* Tâche à réaliser 1 *
Répondez aux questions suivantes d'après l'extrait consacré au financement de l'autonomie et de la prévention :
(a) À hauteur de quel montant le niveau d'encadrement en soins des EHPAD sera-t-il renforcé ?
(b) À quel organisme la contribution additionnelle de solidarité pour l'autonomie (Casa) sera-t-elle affectée ?
(c) Entre quelles années les crédits de prévention du régime général vont-ils progresser ?
* Tâche à réaliser 2 *
Donnez la suite de l'extrait consacré au financement de l'autonomie et de la prévention, en reprenant après sa dernière phrase.

* Extrait du texte *
-----
Nous poursuivrons le financement des plans « grand âge » et « Alzheimer » et renforcerons le niveau d'encadrement en soins des établissements d'hébergement pour personnes âgées dépendantes (EHPAD) à hauteur de 100 millions.
Avec Laurence Rossignol, nous vous présenterons prochainement le projet de loi d'adaptation de la société au vieillissement. En 2015, les dépenses de prise en charge renforcée de la perte d'autonomie seront limitées du fait du calendrier d'adoption et de mise en oeuvre de cette réforme. Toutefois, la contribution additionnelle de solidarité pour l'autonomie (Casa), destinée à financer cette réforme, sera bien affectée à la Caisse nationale de solidarité pour l'autonomie (CNSA). La part des ressources non consommée en 2015 servira à la prise en charge de la perte d'autonomie et ira à un plan pluriannuel d'aide à l'investissement.
Dans le cadre de conventions d'objectifs et de gestion, les crédits de prévention du régime général vont progresser entre 2015 et 2017. Les moyens de la prévention bucco-dentaire augmenteront, ainsi que ceux consacrés au dépistage des cancers, du VIH et des maladies sexuellement transmissibles. En outre, l'assurance maladie prendra en charge les vaccins dispensés dans les centres de vaccination dans les mêmes conditions que les vaccins réalisés en ville afin d'aider ces centres à développer leur activité de vaccination gratuite.
-----
(Entrées issues d'une collecte de données)
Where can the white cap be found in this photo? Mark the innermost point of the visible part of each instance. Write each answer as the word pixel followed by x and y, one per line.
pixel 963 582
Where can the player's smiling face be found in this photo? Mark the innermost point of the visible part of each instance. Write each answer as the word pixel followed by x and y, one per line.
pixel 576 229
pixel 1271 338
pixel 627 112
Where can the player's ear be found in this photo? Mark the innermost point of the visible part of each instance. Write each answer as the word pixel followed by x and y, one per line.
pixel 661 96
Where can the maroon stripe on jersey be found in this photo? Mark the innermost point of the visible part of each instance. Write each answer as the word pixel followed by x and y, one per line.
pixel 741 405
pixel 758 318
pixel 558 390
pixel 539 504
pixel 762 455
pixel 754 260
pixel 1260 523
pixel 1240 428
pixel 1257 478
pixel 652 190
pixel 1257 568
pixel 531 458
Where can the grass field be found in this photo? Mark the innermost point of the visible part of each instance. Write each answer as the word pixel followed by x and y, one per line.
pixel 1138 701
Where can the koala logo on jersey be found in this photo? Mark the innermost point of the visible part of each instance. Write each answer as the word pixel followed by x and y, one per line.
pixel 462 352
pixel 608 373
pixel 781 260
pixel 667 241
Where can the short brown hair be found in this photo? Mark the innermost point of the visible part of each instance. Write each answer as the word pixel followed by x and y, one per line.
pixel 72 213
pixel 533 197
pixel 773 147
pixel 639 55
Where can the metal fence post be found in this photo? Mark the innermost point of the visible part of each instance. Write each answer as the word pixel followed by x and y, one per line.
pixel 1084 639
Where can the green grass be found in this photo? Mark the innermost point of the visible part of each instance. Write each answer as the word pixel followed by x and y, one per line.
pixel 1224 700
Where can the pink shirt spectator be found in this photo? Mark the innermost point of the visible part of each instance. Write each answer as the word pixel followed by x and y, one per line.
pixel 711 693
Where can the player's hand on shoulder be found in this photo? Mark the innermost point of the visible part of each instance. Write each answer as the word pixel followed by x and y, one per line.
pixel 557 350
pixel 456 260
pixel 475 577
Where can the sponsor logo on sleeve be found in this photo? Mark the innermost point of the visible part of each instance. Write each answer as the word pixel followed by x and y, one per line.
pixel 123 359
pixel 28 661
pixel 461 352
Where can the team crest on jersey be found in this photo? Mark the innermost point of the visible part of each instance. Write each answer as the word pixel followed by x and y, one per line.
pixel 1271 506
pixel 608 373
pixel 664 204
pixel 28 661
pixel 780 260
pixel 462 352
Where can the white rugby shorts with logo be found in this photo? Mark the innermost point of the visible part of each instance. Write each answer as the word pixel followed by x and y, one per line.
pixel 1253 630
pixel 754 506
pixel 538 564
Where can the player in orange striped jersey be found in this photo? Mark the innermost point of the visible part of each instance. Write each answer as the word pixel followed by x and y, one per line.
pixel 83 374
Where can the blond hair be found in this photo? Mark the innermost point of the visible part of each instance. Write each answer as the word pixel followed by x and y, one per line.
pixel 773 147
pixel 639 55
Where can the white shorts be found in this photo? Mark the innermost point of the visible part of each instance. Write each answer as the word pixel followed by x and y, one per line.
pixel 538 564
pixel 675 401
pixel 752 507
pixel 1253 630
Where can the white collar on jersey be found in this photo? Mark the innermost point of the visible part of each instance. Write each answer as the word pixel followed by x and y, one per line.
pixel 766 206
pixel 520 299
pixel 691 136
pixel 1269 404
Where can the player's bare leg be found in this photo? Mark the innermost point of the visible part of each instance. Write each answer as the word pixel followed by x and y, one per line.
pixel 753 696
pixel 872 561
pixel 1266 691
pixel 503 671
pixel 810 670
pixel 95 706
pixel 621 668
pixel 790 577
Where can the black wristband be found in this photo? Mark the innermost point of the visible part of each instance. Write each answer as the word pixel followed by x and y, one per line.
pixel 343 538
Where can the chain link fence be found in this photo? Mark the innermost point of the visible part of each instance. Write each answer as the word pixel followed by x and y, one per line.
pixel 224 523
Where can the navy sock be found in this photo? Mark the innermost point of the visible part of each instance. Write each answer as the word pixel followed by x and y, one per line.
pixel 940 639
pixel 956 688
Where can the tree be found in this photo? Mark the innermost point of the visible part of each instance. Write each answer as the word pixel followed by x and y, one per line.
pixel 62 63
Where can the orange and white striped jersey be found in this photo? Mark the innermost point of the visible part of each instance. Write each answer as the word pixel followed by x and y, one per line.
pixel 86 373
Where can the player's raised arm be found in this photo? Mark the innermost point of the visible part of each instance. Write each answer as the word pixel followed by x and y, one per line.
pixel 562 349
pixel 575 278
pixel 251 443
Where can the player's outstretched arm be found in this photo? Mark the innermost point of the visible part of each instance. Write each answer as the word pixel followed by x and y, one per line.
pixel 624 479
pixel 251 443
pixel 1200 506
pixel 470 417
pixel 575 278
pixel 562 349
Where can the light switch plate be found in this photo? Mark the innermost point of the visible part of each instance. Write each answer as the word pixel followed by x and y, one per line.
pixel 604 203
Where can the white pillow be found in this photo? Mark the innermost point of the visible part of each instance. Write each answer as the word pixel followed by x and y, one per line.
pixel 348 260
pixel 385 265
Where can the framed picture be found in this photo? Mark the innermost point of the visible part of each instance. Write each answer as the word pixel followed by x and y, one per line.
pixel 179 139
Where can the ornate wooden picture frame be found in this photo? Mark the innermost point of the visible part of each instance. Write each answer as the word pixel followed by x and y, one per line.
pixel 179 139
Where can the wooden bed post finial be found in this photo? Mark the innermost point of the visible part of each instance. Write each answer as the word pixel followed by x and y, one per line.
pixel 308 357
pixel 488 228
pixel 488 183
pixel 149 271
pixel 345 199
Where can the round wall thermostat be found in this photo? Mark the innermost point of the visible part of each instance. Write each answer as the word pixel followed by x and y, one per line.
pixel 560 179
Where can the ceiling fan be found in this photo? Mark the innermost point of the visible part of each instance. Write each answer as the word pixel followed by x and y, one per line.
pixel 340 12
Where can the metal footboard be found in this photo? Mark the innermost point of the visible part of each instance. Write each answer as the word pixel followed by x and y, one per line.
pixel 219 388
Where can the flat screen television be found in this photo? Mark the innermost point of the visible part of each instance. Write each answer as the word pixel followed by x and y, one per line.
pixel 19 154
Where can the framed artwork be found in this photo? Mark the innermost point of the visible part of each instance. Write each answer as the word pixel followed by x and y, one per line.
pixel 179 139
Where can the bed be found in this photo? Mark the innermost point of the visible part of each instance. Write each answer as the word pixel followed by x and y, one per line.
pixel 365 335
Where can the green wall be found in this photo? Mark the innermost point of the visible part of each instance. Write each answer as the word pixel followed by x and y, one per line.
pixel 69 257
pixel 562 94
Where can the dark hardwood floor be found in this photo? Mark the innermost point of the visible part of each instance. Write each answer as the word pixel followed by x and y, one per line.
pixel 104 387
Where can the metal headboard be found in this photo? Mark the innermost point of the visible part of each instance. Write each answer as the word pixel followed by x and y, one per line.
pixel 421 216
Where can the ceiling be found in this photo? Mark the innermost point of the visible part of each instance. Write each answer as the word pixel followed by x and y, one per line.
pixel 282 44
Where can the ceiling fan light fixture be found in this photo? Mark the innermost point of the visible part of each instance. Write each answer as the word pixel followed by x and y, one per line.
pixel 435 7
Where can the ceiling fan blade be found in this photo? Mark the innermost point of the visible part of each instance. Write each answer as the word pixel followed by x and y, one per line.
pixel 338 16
-----
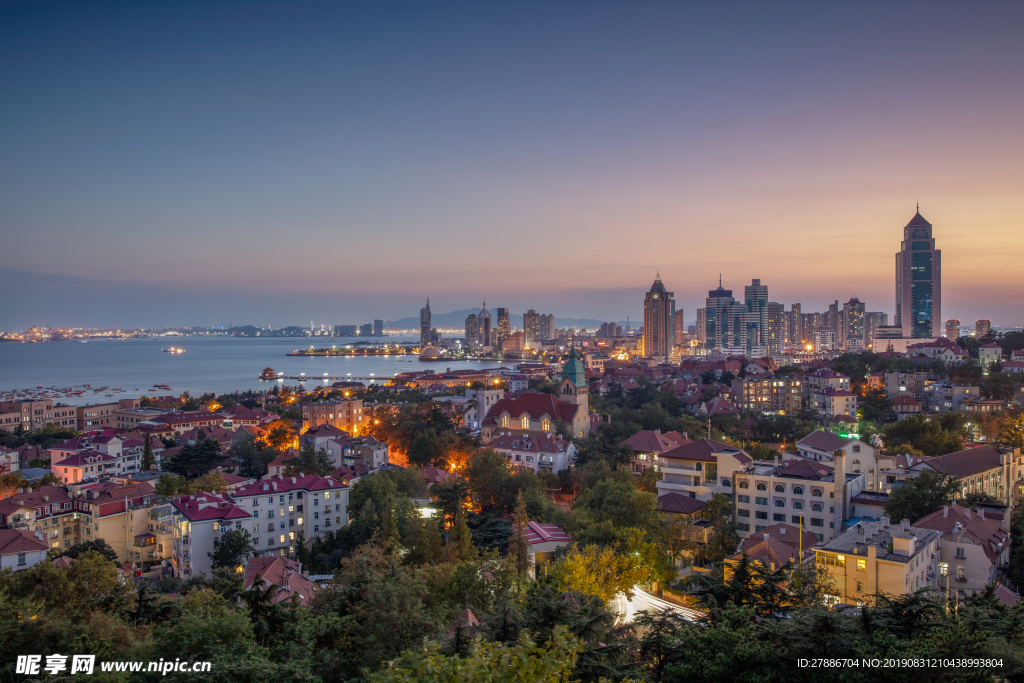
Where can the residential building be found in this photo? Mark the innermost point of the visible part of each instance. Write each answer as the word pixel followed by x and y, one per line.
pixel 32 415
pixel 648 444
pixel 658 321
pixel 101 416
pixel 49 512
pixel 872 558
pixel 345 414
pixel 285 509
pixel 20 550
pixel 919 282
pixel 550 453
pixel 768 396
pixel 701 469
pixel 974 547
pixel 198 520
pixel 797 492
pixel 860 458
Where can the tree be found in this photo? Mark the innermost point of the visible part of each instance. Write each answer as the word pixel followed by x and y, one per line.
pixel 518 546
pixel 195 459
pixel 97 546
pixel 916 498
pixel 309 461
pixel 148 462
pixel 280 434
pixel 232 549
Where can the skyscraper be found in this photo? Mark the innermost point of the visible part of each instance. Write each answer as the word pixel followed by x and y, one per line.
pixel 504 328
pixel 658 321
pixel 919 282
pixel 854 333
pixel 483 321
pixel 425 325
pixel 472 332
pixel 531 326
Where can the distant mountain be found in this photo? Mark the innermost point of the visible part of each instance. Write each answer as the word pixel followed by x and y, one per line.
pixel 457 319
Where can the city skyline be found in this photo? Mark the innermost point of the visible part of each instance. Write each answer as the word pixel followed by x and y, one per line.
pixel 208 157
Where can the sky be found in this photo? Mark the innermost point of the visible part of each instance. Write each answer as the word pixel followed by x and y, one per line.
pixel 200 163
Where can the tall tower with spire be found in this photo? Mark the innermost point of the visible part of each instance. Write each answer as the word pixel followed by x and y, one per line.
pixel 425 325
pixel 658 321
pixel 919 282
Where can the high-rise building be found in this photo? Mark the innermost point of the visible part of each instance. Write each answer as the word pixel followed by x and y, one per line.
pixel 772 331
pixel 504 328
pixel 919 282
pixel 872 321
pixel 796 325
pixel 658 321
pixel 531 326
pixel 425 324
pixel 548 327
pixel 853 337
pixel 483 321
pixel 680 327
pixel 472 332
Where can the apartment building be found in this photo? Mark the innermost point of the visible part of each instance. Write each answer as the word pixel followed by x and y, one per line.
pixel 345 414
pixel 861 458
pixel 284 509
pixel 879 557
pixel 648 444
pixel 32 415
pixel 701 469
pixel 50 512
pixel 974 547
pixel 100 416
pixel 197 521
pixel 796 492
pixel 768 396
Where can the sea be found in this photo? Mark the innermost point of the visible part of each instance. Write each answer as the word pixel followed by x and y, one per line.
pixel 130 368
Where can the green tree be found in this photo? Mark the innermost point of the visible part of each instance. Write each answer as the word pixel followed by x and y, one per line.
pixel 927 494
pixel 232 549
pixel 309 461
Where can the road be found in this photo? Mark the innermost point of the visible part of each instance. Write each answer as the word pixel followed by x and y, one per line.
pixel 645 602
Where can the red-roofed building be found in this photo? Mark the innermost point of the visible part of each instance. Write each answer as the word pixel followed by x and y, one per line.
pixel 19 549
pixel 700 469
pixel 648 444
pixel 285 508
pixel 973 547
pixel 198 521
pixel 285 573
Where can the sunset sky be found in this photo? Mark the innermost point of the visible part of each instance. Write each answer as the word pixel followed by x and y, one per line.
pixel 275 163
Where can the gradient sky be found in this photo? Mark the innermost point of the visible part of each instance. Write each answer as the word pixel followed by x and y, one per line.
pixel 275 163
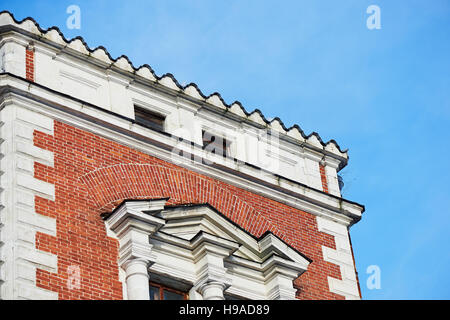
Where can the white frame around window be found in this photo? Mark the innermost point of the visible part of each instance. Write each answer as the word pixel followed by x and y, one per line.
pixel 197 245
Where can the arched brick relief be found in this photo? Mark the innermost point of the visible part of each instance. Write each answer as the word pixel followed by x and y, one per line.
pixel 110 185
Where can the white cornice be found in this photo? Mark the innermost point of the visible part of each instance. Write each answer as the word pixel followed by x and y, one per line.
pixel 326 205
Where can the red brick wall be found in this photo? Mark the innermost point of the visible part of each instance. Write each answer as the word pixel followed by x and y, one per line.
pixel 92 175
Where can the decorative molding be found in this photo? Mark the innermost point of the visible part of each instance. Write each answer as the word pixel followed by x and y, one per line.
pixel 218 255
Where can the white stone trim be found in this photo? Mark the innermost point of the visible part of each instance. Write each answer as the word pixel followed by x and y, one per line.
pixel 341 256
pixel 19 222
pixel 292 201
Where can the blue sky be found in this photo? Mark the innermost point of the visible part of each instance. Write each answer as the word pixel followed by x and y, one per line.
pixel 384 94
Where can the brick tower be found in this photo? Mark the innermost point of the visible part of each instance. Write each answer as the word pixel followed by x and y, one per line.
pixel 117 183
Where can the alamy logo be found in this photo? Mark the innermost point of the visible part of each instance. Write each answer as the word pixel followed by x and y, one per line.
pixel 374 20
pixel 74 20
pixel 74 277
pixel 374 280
-----
* Zone de réponse 1 *
(a) À hauteur de 100 millions.
(b) À la Caisse nationale de solidarité pour l'autonomie (CNSA).
(c) Entre 2015 et 2017.

* Zone de réponse 2 *
Ce texte démontre mon engagement en faveur de l'accès aux soins pour tous. Depuis deux ans, j'ai systématiquement refusé tout transfert de charges vers les patients : il n'y a eu ni déremboursement, ni forfait, ni franchise. Ce choix se traduit dans les chiffres : la part de dépenses de soins à la charge des ménages a reculé de 9,2 % en 2011 à 8,8 % en 2013 - le chemin inverse de celui suivi par la majorité précédente. Nous poursuivrons dans cette voie avec la mise en place du tiers payant intégral au 1er juillet 2015 pour les bénéficiaires de l'aide à la complémentaire santé (ACS).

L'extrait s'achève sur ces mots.